[Data to process Boundary: Start]

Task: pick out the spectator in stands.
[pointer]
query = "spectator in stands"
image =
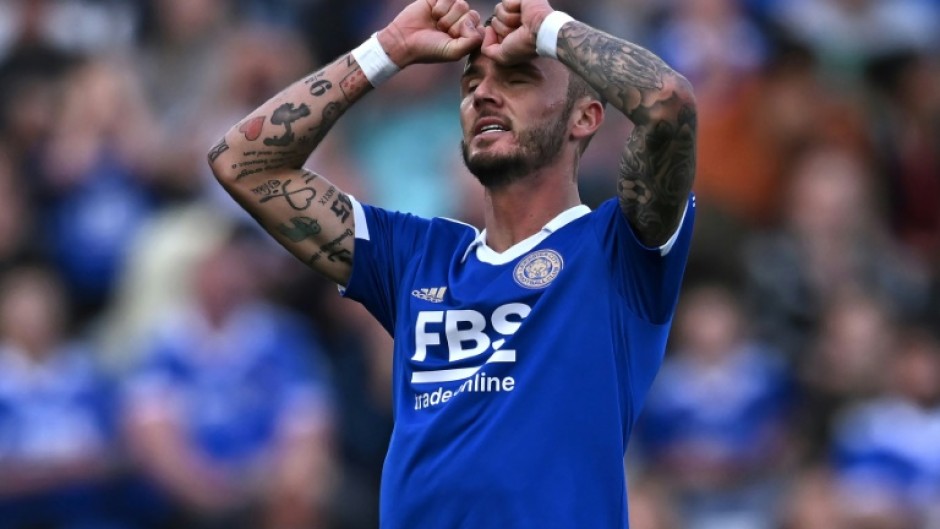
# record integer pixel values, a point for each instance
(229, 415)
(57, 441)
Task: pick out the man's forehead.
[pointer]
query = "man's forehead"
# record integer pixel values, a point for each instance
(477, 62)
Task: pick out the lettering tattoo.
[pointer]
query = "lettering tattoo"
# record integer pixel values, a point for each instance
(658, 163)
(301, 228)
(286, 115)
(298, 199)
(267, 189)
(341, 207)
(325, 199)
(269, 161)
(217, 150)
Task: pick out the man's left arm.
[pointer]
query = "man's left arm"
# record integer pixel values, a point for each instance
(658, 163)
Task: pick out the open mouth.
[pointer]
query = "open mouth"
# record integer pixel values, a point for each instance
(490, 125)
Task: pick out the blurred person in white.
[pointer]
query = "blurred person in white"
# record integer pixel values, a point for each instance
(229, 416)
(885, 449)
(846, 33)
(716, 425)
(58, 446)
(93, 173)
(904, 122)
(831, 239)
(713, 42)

[Data to process Boundary: End]
[Data to process Boundary: Start]

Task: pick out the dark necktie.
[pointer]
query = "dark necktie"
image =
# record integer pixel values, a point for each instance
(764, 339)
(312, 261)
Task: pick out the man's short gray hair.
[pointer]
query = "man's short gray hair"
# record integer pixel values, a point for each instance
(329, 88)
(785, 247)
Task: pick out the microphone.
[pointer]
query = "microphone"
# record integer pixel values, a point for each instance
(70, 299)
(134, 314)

[Data to process Boundary: End]
[Data to process Boundary: Start]

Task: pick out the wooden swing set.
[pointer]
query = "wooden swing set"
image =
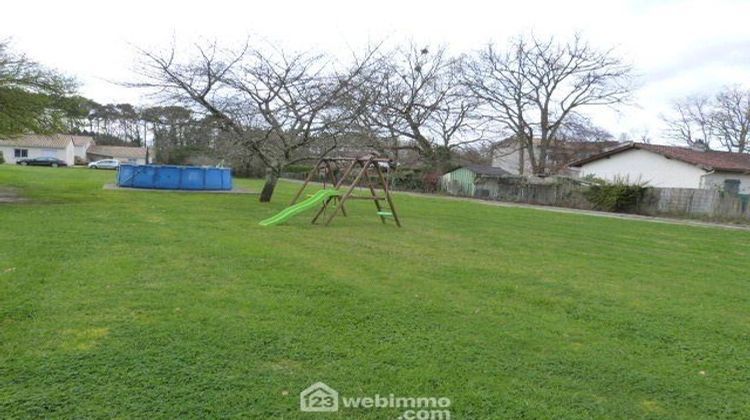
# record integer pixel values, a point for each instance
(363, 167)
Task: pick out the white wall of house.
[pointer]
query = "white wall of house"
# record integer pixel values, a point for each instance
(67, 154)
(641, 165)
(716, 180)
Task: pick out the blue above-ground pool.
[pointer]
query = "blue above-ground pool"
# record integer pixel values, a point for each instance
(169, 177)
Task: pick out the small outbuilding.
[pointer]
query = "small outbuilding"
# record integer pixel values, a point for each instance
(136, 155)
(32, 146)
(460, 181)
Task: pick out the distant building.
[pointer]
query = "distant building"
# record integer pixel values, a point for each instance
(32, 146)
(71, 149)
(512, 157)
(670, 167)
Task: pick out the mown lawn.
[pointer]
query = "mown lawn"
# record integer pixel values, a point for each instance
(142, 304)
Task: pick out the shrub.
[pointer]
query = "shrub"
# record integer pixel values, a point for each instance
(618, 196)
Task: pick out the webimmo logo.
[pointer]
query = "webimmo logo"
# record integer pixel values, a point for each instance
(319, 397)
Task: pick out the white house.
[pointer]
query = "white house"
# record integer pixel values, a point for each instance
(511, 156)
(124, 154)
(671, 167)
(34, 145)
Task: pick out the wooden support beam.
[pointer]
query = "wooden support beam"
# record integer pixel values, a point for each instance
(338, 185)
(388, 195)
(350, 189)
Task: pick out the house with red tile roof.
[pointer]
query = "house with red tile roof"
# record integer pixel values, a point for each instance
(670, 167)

[Data to process Boundary: End]

• _Task item_: From the data, pick out every line that includes "open".

• _Result of the exercise_:
Task: pick out the open mouth.
query = "open mouth"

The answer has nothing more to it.